◆ Written problem
Quote every line below exactly as it reads.

[Coordinate annotation entries]

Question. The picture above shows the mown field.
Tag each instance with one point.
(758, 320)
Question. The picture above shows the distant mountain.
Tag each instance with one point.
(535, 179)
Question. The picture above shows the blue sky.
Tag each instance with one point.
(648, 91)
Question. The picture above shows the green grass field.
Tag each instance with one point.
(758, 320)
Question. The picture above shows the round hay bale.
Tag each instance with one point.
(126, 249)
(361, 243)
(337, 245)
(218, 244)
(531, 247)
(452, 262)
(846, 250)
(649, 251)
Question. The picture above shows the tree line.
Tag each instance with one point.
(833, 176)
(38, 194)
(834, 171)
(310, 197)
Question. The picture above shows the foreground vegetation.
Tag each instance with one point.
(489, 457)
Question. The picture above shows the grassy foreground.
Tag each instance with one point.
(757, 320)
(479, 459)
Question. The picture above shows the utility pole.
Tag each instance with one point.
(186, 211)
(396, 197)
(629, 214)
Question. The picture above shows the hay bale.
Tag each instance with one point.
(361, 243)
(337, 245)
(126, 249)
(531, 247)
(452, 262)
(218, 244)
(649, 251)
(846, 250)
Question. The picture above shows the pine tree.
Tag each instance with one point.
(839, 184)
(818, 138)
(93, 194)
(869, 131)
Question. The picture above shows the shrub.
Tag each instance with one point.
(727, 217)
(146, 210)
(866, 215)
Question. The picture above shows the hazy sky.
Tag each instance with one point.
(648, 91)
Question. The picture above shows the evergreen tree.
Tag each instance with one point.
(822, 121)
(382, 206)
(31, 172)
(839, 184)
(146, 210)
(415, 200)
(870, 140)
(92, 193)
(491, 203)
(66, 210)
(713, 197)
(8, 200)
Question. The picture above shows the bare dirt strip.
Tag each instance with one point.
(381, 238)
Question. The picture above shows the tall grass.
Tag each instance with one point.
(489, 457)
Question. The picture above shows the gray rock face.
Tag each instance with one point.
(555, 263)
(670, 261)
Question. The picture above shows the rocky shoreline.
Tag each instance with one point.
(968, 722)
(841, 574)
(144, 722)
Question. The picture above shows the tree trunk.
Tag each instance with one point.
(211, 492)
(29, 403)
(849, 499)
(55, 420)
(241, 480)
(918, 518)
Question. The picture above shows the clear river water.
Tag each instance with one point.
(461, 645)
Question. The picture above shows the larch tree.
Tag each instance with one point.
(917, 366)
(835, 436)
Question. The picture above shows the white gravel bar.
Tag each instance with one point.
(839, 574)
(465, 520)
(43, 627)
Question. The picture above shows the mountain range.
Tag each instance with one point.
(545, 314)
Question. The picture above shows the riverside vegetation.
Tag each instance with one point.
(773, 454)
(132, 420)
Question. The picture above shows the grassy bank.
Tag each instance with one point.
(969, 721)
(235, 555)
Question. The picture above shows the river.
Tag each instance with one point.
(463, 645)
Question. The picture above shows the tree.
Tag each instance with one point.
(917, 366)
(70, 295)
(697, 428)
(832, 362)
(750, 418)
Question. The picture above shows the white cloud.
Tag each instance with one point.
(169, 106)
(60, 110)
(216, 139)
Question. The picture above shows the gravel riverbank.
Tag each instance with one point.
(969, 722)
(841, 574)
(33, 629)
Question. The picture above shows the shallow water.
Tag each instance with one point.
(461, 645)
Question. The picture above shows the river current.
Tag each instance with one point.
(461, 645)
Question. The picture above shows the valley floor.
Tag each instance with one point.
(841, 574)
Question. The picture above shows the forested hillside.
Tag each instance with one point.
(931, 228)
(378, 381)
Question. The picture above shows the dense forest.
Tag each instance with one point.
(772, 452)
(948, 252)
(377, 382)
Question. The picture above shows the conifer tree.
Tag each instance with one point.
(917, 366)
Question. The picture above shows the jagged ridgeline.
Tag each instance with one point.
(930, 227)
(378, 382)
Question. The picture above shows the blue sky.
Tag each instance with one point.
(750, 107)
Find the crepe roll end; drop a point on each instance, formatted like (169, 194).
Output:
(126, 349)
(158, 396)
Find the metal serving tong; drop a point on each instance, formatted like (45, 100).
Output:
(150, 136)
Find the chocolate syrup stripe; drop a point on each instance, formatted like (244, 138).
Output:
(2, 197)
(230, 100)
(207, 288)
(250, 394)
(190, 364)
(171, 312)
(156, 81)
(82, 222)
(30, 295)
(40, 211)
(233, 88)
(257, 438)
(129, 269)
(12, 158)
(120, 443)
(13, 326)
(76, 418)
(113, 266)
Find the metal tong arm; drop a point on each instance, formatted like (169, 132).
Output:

◆ Solution for this problem
Question. The picture above shows the mown field.
Tag each instance with one point.
(758, 320)
Question. The picture above shows the distant mountain.
Tag each instance with one point.
(535, 179)
Question. The picture above shows the blue sky.
Tag each instance with one point.
(648, 91)
Question. The picture above shows the green grass field.
Tag each instance with one point.
(758, 320)
Question. The picture above shows the round hay bale.
Tag each instance with one point.
(126, 249)
(361, 243)
(337, 245)
(218, 244)
(531, 247)
(452, 262)
(846, 250)
(649, 251)
Question. The picture above shows the tree line.
Tag each instance with one point.
(833, 176)
(38, 194)
(834, 171)
(310, 197)
Question. The picture above shows the foreground vegetation.
Tag each instance with one point.
(489, 457)
Question. The picture above shows the grassy foreground.
Tag each instance with one point.
(757, 320)
(479, 459)
Question. The picture above shows the utility pole.
Tag each instance with one point.
(186, 211)
(396, 197)
(629, 214)
Question. The picture above shows the hay bale.
Tag each instance with one point.
(361, 243)
(337, 245)
(126, 249)
(531, 247)
(452, 262)
(218, 244)
(649, 251)
(846, 250)
Question. The picture above shows the pine tree.
Tag each instance with one point.
(839, 184)
(818, 138)
(93, 194)
(869, 131)
Question. The picture above shows the shrub.
Tag each instance with one point.
(727, 217)
(146, 210)
(866, 215)
Question. The picture above shows the hazy sky.
Tag each instance with one point.
(648, 91)
Question. The picture above shows the evergreen tree.
Tag each instance with one point.
(822, 121)
(382, 206)
(31, 172)
(839, 184)
(146, 210)
(415, 200)
(870, 140)
(92, 193)
(491, 203)
(66, 210)
(713, 197)
(8, 200)
Question. The picture above shows the bare dirt strip.
Tag each instance with one point.
(381, 238)
Question. The picture above shows the tall grass.
Tag each instance with one point.
(489, 457)
Question. The picture above shows the gray rock face.
Tag each instance with one point.
(555, 263)
(670, 261)
Question. The picture above shows the rocky shoreline.
Tag each instance with one point.
(968, 722)
(841, 574)
(144, 722)
Question. The picture above shows the tree trunk.
Tag each instance with one point.
(211, 492)
(29, 403)
(849, 499)
(55, 420)
(241, 480)
(918, 518)
Question. The picture above shows the clear river water.
Tag each instance with one point.
(461, 645)
Question. The picture above shows the larch tree.
Tag each instance with one point.
(917, 366)
(835, 436)
Question. The picture above shows the white gravel bar.
Tag each instance with one point.
(839, 574)
(465, 520)
(43, 627)
Question. The picture above shows the mountain range.
Tag each instance with one point.
(545, 314)
Question. The picture above shows the riverside vegetation.
Tag each instance with one point.
(773, 454)
(132, 420)
Question. The picture above shows the grassy bank.
Tag each instance with one point.
(969, 721)
(235, 555)
Question. The picture above shows the river.
Tag each instance with one point.
(463, 645)
Question. The picture above shows the tree.
Tag each instance with one point.
(917, 366)
(70, 295)
(697, 428)
(832, 362)
(750, 418)
Question. The picture above shows the white cloud.
Tag each instance with one point.
(169, 106)
(60, 110)
(216, 139)
Question. The picture above shows the gravel riverbank.
Tag each instance with one point.
(969, 722)
(841, 574)
(33, 629)
Question. The picture above shows the shallow water.
Tag each instance with one point.
(461, 645)
Question. The picture above shows the river current.
Tag each instance with one point.
(461, 645)
Question. The picture above shows the valley floor.
Tag each instance with one point.
(841, 574)
Question. The picture above shows the forested hillside.
Tag each instance with one point.
(931, 228)
(378, 381)
Question. The picture above shows the dense forest.
Tag each instance with one point.
(772, 452)
(948, 252)
(377, 382)
Question. The picture above shows the conifer tree.
Tag each instance with one point.
(917, 366)
Question. The picture above shows the jagged ridgeline.
Tag each instance with one point.
(930, 227)
(378, 382)
Question. The picture above shows the blue sky.
Tag each instance with one point.
(750, 107)
Find the crepe roll end; drop a point on each instance, formatted like (169, 194).
Output:
(126, 349)
(158, 396)
Find the metal serving tong; drop a point on each instance, formatted like (45, 100).
Output:
(150, 136)
Find the chocolate syrup stripe; drop a point on each instance, formatted like (244, 138).
Output:
(2, 197)
(230, 100)
(207, 288)
(250, 394)
(190, 364)
(171, 312)
(156, 81)
(82, 222)
(30, 295)
(40, 211)
(233, 88)
(257, 438)
(129, 269)
(12, 158)
(120, 443)
(13, 326)
(76, 418)
(113, 266)
Find the metal tong arm; drop a point on each instance, formatted like (169, 132).
Output:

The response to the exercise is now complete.